Saved entries:
·····

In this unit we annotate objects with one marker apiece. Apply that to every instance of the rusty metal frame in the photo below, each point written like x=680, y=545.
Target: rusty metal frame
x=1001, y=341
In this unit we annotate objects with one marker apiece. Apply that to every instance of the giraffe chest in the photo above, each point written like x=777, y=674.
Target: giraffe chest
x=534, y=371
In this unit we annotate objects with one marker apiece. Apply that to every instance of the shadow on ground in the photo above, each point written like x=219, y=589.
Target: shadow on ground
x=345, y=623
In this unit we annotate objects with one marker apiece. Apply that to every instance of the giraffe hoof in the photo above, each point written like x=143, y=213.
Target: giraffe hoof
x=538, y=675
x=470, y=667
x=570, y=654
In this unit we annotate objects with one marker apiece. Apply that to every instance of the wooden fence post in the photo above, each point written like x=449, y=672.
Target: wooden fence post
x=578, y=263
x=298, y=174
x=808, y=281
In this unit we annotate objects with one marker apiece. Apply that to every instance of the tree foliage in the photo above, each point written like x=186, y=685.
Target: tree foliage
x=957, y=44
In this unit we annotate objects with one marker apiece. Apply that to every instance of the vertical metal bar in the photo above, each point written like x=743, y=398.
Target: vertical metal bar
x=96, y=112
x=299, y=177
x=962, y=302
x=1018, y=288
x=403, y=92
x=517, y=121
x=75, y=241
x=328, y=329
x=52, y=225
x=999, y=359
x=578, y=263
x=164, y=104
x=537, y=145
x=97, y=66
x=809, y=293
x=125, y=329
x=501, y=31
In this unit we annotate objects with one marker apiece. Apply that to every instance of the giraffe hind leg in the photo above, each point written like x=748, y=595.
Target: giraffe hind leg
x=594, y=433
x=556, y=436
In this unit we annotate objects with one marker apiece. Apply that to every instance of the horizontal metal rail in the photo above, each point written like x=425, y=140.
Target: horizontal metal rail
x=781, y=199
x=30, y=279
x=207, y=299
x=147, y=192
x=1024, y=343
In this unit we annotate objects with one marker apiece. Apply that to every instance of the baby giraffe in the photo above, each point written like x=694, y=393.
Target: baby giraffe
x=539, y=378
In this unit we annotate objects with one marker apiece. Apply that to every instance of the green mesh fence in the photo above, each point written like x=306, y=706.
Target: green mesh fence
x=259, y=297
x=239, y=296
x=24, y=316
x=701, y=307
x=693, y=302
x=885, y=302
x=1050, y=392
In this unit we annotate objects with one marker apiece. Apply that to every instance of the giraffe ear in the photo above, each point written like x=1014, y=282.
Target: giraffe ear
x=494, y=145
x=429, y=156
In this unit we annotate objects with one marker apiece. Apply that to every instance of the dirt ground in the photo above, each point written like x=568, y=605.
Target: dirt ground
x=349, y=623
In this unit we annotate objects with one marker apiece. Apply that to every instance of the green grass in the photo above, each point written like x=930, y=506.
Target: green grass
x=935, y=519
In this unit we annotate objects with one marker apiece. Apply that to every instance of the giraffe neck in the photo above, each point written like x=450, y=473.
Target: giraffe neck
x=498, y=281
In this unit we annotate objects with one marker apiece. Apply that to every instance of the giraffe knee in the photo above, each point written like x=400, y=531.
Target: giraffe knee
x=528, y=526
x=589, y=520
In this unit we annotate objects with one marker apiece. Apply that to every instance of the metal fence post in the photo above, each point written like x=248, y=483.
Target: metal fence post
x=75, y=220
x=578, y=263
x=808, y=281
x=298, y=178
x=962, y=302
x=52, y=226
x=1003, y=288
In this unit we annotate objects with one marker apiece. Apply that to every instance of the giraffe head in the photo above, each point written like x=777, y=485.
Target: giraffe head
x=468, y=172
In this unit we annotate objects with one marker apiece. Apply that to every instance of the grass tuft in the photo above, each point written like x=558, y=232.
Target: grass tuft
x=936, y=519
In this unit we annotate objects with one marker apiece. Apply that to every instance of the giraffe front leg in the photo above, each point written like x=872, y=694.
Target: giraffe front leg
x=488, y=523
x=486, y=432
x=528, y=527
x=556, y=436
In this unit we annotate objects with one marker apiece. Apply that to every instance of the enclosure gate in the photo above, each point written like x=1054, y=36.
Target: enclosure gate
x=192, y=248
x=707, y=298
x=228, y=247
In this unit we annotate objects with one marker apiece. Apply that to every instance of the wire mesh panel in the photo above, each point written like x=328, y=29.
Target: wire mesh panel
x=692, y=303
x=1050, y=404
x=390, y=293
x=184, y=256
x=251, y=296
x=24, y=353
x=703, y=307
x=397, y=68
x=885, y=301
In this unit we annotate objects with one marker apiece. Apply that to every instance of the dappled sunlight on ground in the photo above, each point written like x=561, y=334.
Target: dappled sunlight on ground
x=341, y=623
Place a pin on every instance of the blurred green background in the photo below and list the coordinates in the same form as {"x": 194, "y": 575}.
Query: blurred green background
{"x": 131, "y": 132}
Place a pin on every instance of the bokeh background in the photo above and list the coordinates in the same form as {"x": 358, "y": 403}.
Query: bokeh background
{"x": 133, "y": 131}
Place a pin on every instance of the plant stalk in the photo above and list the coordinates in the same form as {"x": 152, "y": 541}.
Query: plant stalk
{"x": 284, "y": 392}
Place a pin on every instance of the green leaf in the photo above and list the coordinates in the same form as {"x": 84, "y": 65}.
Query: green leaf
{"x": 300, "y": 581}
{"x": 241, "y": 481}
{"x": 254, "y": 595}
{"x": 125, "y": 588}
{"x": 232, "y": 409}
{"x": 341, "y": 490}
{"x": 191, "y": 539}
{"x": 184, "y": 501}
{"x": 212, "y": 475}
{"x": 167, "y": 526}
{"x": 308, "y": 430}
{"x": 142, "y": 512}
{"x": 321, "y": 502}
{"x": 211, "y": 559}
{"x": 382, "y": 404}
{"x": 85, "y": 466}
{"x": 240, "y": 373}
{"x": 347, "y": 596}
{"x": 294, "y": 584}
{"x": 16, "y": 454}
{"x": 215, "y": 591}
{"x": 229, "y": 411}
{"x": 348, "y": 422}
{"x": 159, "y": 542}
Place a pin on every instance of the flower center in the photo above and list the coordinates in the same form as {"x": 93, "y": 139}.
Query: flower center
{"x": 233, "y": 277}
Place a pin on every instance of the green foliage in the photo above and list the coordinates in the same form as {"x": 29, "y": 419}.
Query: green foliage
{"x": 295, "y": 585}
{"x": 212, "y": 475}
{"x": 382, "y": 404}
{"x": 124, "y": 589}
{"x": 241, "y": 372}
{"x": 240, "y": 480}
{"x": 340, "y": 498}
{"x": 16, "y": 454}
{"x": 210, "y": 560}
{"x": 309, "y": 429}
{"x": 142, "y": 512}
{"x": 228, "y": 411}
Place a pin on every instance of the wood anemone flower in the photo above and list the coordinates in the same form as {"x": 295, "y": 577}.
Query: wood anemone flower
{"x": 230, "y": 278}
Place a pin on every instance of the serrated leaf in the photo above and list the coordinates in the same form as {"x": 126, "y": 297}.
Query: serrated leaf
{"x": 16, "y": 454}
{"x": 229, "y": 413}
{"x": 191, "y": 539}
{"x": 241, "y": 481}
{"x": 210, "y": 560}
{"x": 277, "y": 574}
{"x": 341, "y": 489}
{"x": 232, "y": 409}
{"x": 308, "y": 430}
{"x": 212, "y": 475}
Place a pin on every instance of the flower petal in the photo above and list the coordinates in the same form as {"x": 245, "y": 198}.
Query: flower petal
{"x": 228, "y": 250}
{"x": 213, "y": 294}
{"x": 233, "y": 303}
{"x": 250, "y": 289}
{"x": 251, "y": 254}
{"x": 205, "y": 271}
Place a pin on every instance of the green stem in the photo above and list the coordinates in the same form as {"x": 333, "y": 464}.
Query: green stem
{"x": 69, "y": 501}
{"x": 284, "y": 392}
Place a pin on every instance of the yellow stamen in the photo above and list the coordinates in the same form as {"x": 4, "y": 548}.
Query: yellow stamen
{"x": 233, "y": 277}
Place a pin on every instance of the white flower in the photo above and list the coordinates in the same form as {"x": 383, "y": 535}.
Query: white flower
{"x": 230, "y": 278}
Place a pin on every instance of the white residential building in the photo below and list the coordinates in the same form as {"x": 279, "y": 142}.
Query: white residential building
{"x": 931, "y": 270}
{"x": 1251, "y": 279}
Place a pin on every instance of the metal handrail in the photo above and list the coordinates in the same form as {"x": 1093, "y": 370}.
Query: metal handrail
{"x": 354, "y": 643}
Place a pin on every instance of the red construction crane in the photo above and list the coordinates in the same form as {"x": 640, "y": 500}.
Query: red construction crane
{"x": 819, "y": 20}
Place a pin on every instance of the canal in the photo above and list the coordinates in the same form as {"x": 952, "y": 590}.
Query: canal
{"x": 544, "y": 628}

·····

_Task objective_: Only the number is needed here: how many lines in the data contain "below"?

_Result of this exercise_: 3